---------- Extract to read ----------

There’s a stretch of East Lawrence Avenue in Springfield, Illinois, where the sidewalk slows, right in front of 301.
What rises there isn’t flashy. It’s flat, linear, and oddly quiet in its authority. The Dana-Thomas House doesn’t beg for attention; it keeps it.
Built from 1902 to 1904, this house was built at a time when both its architect and its owner were at turning points.
Frank Lloyd Wright was 35, and Susan Lawrence Dana had just become a widow.
The plans were supposed to be a remodel, but they turned into Wright’s largest residential commission to date.
Over 100 pieces of custom furniture, hundreds of art glass panels, and a floor plan that refuses symmetry in favor of motion.
It’s easy to call it architecture. But the house is more exact than that—it’s the product of a one-time match between money, timing, and vision.
If you’re interested in the origins of Prairie design, it’s one of the essential things to do in Springfield, Illinois.
Susan Lawrence Dana – Patron and Progressive
Susan Lawrence Dana was born into comfort. Her family made its fortune through Rocky Mountain silver mines.

---------- Entries supplied ----------

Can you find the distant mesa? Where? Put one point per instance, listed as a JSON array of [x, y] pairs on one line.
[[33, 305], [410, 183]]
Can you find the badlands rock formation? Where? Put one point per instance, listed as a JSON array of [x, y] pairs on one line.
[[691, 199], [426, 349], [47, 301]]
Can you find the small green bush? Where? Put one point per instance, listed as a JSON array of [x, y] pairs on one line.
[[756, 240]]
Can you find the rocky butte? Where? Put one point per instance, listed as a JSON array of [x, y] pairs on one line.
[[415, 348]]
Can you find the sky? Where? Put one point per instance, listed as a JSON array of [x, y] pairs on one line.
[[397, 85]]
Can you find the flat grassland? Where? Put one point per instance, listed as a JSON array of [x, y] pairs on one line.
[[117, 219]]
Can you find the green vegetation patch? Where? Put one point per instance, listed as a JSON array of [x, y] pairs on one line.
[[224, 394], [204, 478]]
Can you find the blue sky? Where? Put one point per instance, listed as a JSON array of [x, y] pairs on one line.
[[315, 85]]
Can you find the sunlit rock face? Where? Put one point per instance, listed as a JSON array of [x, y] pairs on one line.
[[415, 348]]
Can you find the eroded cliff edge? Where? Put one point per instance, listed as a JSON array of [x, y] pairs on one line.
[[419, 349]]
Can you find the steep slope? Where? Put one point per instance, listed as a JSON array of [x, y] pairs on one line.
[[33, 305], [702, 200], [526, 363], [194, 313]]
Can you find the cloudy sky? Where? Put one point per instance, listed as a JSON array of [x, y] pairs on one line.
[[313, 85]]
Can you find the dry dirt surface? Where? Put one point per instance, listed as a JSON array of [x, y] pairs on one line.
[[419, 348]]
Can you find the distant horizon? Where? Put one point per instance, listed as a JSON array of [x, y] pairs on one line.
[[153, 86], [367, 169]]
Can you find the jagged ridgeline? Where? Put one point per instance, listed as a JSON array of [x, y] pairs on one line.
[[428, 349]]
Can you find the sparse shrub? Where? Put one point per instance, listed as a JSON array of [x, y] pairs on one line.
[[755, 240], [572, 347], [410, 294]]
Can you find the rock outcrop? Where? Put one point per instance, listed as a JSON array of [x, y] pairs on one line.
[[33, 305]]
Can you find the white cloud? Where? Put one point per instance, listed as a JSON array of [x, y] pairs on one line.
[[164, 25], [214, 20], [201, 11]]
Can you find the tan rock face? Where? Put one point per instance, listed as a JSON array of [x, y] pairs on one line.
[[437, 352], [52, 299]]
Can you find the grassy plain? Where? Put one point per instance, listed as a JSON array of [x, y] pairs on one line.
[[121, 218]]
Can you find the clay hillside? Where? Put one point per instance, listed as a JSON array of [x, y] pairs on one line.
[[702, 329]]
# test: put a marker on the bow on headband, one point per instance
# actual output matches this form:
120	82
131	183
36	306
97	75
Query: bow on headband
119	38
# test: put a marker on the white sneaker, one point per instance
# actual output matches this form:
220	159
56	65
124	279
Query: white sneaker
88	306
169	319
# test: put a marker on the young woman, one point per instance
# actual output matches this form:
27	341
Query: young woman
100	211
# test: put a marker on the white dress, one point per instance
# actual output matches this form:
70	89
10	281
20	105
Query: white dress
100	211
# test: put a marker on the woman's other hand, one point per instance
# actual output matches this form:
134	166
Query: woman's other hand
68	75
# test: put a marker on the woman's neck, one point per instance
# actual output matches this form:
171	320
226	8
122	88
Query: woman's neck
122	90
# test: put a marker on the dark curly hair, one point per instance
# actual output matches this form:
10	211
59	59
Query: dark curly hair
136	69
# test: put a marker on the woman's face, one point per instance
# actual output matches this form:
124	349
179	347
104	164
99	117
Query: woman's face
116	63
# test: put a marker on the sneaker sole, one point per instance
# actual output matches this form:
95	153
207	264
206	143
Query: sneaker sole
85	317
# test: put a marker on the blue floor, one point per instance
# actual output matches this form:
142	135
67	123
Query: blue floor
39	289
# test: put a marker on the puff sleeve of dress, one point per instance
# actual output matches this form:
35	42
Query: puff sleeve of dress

----------

▸ **Activity**
Extend the text on the Dana-Thomas House, starting right after its final sentence. The lines above are separate material, unrelated to the text about the Dana-Thomas House.

▸ **Written answer**
By 1900, she was back in Springfield, Illinois—wealthy, widowed, and ready to direct her household without restriction.
That same year, she inherited her father’s Italianate mansion on what was then called Aristocracy Hill.
Dana didn’t keep it long, and it was not in its original form.
Two years later, in 1902, she hired Frank Lloyd Wright, then a rising figure in Midwestern design, to reimagine the space.
She wasn’t after a quiet update. Her request was bold: remove the old structure and create something from scratch.
What followed wasn’t a renovation. It was demolition and reinvention.
The project was completed by 1904. It featured 35 rooms, 16 levels, and design elements rarely seen in private homes at the time.
Windows were placed to pull the eyes outward. Corridors widened suddenly into grand spaces.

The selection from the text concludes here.